┌─ TEXT SEGMENT

Depends how you define efficiency. The power use of this rig is a lot less than the large data centers that serve trillion parameter models. The page suggests that the final dollar cost per request is an order of magnitude lower than the frontier models charge.
Seems like the key insight is to train a small model that acts as a heuristic for embeddings that resemble quality code. I imagine a lot depends on how well this model is trained. And you could probably create specialized versions for different languages and domains.
Another interesting approach could be to use this set up with a language like Clojure or Common Lisp which facilitates interactive development. If you could hook up the agent directly to a REPL in a running program, then it could run tests with a lot less overhead.
I'm super confused. The small model "cost field" `rag-api/geometric_lens/cost_field.py` was trained on PASS_TASKS like "Write a function that counts vowels in a string." and FAIL_TASKS like "Write a function that converts a regular expression string to an NFA using Thompson's construction, then converts the NFA to a DFA.".
So it seems like it's a difficulty classifier for task descriptions written in English.
This is then used to score embeddings of Python code, which is a completely different distribution.
Presumably it's going to look at a simple solution, figure out it lands kinda close to simple problems in embedding space and pass it.
But none of this helps you solve harder problems, or distinguish between a simple solution which is wrong, and a more complex solution which is correct.
> But none of this helps you solve harder problems, or distinguish between a simple solution which is wrong, and a more complex solution which is correct.
It does because hallucinations and low confidence share characteristics in the embedding vector which the small neural learns to recognize. And the fact that it continuously learns based on the feedback loop is pretty slick.

└─
┌─ MATERIAL SHOWN

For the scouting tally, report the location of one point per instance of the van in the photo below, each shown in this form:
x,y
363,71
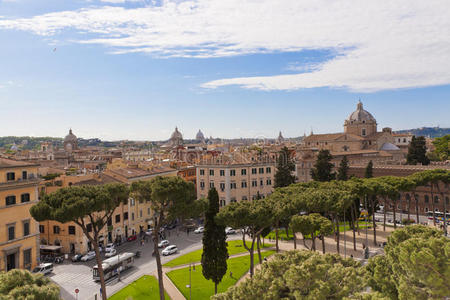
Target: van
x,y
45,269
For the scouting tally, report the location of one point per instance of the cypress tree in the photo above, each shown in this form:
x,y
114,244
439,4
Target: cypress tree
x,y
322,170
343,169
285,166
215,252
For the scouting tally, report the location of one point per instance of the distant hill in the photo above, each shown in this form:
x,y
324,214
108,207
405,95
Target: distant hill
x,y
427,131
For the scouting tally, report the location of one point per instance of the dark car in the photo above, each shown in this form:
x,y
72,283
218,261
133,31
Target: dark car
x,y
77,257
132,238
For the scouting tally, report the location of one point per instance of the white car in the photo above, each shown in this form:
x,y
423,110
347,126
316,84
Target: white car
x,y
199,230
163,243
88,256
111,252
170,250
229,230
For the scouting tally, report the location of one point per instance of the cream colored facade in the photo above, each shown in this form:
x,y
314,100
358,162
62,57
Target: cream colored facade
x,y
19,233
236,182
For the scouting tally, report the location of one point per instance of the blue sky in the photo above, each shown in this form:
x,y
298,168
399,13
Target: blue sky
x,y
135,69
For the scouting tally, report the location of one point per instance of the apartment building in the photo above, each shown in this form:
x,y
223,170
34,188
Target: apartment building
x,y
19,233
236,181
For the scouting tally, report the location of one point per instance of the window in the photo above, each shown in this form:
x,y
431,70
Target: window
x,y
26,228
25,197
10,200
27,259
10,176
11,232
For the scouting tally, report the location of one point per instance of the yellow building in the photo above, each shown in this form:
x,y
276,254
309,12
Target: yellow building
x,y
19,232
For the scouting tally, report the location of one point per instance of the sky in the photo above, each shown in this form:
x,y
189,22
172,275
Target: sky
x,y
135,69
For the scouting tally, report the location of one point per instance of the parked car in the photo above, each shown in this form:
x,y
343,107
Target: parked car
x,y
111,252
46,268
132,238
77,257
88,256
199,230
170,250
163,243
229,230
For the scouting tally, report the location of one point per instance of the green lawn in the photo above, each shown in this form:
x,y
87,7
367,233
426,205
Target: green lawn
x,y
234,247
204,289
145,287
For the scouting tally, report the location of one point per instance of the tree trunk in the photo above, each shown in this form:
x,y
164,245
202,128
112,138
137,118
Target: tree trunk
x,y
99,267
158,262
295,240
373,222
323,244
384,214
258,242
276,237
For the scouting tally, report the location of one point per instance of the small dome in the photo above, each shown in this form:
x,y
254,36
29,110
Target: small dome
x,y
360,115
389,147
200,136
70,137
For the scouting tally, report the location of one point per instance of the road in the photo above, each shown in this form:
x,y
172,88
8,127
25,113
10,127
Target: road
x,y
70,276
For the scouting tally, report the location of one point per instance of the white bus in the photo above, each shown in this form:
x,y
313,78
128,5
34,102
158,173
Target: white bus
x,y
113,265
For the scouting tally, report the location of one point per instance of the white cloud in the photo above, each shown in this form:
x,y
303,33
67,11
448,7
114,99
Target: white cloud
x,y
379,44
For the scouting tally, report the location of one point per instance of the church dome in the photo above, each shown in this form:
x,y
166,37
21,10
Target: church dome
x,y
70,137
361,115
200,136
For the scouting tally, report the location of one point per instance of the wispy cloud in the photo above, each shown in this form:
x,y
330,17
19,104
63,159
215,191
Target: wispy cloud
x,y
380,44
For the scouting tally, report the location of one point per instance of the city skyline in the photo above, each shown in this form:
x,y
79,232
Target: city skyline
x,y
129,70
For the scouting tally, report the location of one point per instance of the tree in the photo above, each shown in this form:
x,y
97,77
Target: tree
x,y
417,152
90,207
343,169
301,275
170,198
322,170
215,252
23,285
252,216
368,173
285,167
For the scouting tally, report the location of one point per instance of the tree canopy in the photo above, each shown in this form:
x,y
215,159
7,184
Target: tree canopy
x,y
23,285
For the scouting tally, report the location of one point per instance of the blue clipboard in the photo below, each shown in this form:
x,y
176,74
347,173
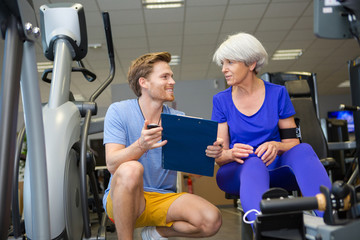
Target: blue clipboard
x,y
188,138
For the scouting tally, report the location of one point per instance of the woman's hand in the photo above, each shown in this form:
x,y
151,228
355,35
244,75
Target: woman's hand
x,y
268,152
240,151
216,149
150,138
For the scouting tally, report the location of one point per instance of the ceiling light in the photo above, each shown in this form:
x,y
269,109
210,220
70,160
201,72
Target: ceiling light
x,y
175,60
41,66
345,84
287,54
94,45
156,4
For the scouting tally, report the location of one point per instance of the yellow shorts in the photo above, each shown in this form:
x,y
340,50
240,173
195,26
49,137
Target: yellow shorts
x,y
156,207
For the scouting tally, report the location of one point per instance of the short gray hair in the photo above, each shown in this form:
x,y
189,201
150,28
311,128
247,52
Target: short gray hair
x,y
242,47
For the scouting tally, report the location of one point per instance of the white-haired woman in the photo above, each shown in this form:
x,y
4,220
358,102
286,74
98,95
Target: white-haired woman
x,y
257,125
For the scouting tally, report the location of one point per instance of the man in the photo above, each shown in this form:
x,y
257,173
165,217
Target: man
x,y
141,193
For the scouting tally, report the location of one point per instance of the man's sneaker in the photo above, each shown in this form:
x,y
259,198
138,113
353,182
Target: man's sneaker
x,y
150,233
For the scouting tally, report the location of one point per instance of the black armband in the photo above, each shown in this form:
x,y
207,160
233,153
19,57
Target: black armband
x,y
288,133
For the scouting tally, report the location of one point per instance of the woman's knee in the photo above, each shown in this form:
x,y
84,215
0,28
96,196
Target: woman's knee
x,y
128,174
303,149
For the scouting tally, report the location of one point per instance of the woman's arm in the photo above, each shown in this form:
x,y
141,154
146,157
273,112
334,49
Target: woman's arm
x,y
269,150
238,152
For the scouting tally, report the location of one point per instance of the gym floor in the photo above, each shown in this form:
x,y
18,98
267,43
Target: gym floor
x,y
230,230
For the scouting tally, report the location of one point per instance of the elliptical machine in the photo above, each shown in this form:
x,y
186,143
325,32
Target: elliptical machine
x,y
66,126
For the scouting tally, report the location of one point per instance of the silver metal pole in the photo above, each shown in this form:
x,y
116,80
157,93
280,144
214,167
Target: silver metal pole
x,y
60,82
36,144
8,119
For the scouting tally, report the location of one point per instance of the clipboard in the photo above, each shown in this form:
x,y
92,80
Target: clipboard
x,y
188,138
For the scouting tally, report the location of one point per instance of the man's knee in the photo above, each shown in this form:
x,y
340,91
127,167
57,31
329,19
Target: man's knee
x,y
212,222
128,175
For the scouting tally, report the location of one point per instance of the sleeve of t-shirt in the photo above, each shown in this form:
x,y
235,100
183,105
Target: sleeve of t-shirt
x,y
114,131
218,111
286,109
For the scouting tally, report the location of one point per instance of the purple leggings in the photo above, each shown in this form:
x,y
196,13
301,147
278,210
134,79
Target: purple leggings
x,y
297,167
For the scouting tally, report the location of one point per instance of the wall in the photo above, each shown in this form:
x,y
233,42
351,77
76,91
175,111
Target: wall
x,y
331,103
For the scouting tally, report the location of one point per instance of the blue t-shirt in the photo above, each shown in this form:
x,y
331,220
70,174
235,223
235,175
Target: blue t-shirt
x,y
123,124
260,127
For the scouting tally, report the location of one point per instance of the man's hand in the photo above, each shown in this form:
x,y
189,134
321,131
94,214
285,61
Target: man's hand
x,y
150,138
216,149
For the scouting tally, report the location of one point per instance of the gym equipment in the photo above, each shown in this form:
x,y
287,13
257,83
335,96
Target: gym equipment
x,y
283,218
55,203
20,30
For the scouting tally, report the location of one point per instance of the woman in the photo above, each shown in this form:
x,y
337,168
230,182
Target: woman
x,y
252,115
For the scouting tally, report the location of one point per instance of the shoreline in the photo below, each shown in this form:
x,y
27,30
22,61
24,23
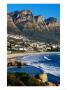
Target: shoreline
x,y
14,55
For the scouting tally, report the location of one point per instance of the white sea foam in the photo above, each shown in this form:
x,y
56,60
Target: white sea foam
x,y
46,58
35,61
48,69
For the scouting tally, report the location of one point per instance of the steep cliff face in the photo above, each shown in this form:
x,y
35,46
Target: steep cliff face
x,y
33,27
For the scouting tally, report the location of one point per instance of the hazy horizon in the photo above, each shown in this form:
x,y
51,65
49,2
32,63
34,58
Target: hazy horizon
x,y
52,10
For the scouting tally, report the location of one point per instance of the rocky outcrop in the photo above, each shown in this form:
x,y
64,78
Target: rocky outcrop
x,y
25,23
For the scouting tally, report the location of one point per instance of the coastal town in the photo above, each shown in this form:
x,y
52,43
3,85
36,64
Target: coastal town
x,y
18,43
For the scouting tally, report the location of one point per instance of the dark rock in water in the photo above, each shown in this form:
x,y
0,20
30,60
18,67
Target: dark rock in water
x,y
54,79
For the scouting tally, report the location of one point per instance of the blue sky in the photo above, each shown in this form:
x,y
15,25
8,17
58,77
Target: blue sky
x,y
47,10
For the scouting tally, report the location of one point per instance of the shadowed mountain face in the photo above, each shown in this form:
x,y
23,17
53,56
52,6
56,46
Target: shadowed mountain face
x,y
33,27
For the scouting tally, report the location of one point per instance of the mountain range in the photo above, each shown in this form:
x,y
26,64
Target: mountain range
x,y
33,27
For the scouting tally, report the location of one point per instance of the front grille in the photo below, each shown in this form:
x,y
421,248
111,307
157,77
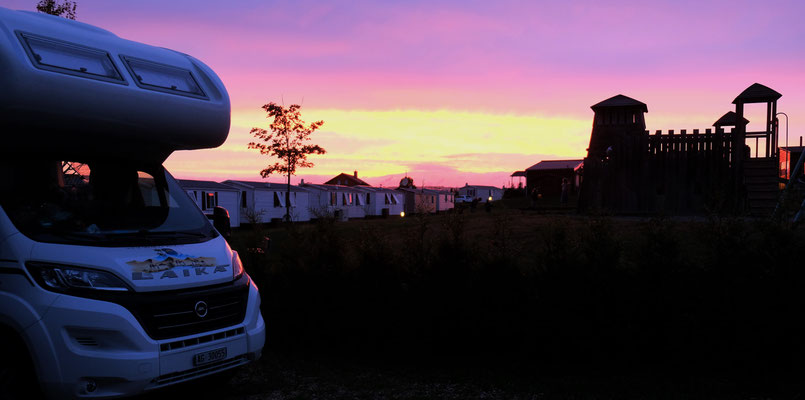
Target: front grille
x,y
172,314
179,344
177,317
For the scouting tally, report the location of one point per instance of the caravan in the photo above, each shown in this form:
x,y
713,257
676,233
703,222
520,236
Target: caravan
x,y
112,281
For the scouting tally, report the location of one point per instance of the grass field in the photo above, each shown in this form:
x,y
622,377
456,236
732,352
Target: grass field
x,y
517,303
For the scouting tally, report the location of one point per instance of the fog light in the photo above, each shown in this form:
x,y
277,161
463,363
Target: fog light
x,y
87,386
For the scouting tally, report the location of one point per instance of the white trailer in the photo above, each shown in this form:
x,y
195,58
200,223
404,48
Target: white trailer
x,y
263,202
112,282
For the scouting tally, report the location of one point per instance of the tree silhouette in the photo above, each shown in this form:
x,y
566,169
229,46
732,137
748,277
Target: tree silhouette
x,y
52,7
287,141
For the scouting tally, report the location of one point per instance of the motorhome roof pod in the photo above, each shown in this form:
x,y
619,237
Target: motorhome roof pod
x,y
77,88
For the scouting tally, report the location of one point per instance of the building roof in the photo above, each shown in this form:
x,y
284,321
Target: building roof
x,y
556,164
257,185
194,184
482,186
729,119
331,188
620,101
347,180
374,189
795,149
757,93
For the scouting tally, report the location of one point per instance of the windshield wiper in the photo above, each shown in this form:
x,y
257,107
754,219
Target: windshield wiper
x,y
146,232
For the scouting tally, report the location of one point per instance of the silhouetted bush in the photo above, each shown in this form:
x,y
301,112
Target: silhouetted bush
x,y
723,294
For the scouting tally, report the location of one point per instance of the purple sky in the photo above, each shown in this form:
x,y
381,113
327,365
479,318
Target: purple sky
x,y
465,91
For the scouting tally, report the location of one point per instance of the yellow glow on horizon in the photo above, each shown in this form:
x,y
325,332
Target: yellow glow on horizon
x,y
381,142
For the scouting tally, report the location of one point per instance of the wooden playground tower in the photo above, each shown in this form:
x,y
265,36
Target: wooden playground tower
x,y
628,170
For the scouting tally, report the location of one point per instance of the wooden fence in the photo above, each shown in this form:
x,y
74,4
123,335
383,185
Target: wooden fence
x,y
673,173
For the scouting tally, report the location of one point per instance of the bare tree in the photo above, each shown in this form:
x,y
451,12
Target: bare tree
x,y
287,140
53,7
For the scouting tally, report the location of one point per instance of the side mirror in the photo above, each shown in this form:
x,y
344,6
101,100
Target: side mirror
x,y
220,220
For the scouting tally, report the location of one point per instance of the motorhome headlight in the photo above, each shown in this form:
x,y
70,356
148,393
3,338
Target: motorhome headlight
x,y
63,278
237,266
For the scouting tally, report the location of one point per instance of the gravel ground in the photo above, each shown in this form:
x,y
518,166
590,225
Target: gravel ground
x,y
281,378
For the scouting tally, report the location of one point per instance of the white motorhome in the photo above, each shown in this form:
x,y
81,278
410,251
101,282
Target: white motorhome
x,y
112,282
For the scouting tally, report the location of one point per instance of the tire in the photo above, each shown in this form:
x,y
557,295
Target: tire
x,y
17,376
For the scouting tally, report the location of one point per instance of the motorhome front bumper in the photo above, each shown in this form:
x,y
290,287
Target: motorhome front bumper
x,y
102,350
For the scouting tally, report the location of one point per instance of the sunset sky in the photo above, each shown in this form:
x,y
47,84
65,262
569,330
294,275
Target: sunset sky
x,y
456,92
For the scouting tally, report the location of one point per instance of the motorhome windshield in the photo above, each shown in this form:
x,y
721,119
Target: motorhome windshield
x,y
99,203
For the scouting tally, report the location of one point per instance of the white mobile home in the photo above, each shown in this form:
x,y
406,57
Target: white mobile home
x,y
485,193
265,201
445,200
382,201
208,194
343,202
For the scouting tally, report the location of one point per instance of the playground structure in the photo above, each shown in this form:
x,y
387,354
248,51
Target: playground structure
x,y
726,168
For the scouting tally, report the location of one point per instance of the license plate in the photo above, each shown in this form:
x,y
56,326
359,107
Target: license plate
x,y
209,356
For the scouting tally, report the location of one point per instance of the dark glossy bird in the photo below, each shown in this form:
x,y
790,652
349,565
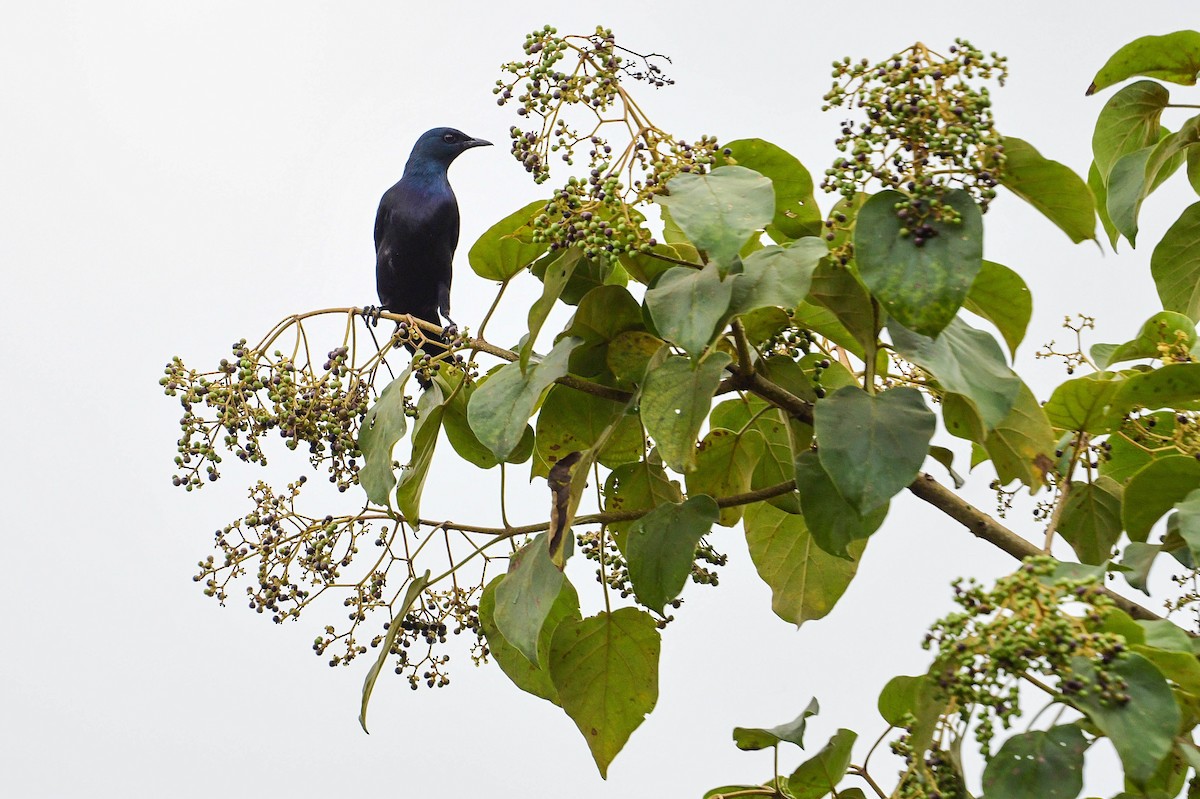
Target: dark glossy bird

└─

Rewrite the discussion between "Depends how you" and "lot less overhead.", inclusive, replacing "Clojure" with "Racket".

Depends how you define efficiency. The power use of this rig is a lot less than the large data centers that serve trillion parameter models. The page suggests that the final dollar cost per request is an order of magnitude lower than the frontier models charge.
Seems like the key insight is to train a small model that acts as a heuristic for embeddings that resemble quality code. I imagine a lot depends on how well this model is trained. And you could probably create specialized versions for different languages and domains.
Another interesting approach could be to use this set up with a language like Racket or Common Lisp which facilitates interactive development. If you could hook up the agent directly to a REPL in a running program, then it could run tests with a lot less overhead.